++++ Data entries ++++
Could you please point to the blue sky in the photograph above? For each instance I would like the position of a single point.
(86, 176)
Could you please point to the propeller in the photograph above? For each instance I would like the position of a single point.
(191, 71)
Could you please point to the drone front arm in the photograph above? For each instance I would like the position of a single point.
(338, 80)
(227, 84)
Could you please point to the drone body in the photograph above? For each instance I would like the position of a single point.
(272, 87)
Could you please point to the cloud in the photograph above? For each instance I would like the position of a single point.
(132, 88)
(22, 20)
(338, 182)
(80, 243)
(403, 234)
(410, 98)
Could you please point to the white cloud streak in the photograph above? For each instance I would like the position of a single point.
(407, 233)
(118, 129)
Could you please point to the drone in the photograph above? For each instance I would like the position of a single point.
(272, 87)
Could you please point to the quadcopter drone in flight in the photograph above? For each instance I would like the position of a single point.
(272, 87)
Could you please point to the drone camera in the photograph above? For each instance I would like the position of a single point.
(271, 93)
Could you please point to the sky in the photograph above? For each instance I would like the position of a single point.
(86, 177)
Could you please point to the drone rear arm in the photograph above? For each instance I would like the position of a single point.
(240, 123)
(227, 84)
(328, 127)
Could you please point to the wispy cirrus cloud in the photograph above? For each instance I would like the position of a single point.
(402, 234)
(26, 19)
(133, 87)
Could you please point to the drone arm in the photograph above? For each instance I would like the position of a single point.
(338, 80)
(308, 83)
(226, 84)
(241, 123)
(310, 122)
++++
• **Given exercise**: Give the data again, exactly as it stands.

• **Correct output**:
Could you please point to the blue sky in the photograph above? For each instance I would like the position of a single point.
(86, 176)
Could you please point to the propeller in the photograph above? For each instance I would like the position of a single point.
(191, 71)
Could you please point to the drone front arm in the photograph above? For each instance I would like the position of a single point.
(338, 80)
(227, 84)
Could you please point to the drone body in the photograph above? For each instance I would like the position of a single point.
(272, 87)
Could you please point to the cloud in the photograph above? For each instance I would like the position of a single point.
(132, 88)
(22, 20)
(338, 182)
(80, 243)
(403, 234)
(410, 98)
Could you please point to the white cloud streak in the photograph above? For each instance I would like the position of a single point.
(407, 233)
(118, 129)
Could you please point to the drone in the photograph above? For each instance I would like the position of a single point.
(272, 87)
Could you please point to the quadcopter drone in flight in the photograph above? For each instance I would like the position of a single point.
(272, 87)
Could you please point to the drone camera in the photograph above? For each instance I would like the position of a single point.
(271, 93)
Could you please point to the sky in the photograph above? For each instance I would like the position of a single point.
(86, 177)
Could you please point to the drone rear arm in the photograph above? For each instance I would like the position of a single point.
(240, 123)
(227, 84)
(328, 127)
Could you please point to the wispy cirrus cloud in the photograph above? For each instance I would like the position of a single point.
(402, 234)
(26, 19)
(133, 87)
Could you please point to the drone arm in the photograph above? For each instance I would like the position of a single point.
(338, 80)
(308, 83)
(226, 84)
(241, 123)
(310, 122)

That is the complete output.